**Task statement**
Pick out every line in the listing below that contains the word "photo" and copy each of those lines in full.

**Entries provided**
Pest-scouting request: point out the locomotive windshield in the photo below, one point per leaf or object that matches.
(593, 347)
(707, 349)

---

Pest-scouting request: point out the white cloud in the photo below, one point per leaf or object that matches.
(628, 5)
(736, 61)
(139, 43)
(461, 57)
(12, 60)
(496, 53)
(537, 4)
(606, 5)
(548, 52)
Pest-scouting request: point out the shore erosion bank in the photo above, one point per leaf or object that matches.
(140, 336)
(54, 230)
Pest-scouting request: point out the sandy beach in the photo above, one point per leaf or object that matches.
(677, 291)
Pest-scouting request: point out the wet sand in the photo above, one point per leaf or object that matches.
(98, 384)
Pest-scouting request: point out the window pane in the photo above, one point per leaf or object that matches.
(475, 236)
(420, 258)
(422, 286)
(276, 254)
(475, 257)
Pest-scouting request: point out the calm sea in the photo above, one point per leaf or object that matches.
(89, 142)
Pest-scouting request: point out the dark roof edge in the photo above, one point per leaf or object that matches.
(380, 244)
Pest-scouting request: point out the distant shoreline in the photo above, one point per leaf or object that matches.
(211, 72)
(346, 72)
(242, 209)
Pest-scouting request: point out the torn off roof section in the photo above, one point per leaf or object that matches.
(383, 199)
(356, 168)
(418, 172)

**Solution**
Pest-scouting request: point out the locomotive windshield in the photo below, one point per leaf or object that matches.
Pest-scouting request: point out the white cloud in the photo below, one point per leaf or object that matches.
Pest-scouting request: point out the shore erosion bank in the photo above, one point per leaf or object that matches.
Pest-scouting request: point out the sandy beach in the photo above, one point per leaf or object that matches.
Pest-scouting request: point out the wet sand in the photo above, one point per leaf or object that matches.
Pest-scouting request: point out the window pane in the photo above, one point per leaf or object that matches.
Pest-scouting request: point out the calm sea in the photo above, one point per leaf or object that matches.
Pest-scouting request: point out the dark roof edge in the photo above, one point per leaf or object that matches.
Pest-scouting request: point out the distant shoreline in the photo above, one point per leaf or object that matches.
Pest-scouting request: point out the torn off roof section in the photo above, one point per leaf or object that matches.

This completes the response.